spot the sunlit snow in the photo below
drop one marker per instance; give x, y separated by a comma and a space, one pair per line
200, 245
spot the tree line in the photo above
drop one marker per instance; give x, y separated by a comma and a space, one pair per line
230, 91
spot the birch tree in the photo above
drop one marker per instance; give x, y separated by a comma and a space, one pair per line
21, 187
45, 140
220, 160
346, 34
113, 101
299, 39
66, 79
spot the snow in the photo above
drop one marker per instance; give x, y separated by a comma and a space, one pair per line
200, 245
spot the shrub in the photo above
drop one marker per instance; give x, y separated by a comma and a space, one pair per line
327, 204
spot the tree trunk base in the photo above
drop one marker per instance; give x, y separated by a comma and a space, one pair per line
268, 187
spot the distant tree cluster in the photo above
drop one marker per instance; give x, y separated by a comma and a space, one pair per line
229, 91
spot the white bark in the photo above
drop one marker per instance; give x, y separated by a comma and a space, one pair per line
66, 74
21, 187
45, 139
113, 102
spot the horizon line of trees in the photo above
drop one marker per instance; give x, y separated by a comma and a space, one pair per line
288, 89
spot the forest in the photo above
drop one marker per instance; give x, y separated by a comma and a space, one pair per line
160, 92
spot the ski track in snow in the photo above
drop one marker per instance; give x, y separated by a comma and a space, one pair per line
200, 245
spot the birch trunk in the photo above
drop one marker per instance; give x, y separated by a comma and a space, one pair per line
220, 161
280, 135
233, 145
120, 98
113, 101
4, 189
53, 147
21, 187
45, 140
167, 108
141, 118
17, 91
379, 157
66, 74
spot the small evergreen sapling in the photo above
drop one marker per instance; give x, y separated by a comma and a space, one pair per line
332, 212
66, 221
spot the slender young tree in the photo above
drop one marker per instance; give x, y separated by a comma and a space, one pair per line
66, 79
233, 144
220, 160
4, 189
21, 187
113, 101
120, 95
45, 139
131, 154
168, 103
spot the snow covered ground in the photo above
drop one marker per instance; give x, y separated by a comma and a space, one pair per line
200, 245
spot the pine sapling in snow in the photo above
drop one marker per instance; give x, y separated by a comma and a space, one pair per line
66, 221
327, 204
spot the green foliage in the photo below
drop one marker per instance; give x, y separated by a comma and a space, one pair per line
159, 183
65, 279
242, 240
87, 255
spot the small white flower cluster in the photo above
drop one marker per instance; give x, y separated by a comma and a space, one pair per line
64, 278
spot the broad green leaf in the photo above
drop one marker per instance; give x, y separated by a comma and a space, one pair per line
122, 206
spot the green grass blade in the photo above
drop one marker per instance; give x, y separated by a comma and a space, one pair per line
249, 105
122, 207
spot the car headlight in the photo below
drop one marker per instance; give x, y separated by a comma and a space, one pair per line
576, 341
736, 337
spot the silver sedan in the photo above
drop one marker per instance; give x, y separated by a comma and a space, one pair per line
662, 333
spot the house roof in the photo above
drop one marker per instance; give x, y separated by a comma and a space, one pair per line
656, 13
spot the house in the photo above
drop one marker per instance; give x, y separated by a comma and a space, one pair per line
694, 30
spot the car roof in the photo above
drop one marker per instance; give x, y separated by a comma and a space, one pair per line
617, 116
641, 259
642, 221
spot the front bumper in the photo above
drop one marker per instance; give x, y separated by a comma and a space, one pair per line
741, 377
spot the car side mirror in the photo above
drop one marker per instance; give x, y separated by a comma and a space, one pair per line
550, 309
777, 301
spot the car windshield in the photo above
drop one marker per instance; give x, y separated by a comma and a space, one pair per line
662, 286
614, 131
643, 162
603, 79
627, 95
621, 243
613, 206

════════════════════

Required action => Check each line above for the string "cluster" and return those that contain it.

Expected answer =>
spot the distant tree cluster in the photo above
spot the small white flower cluster in the photo above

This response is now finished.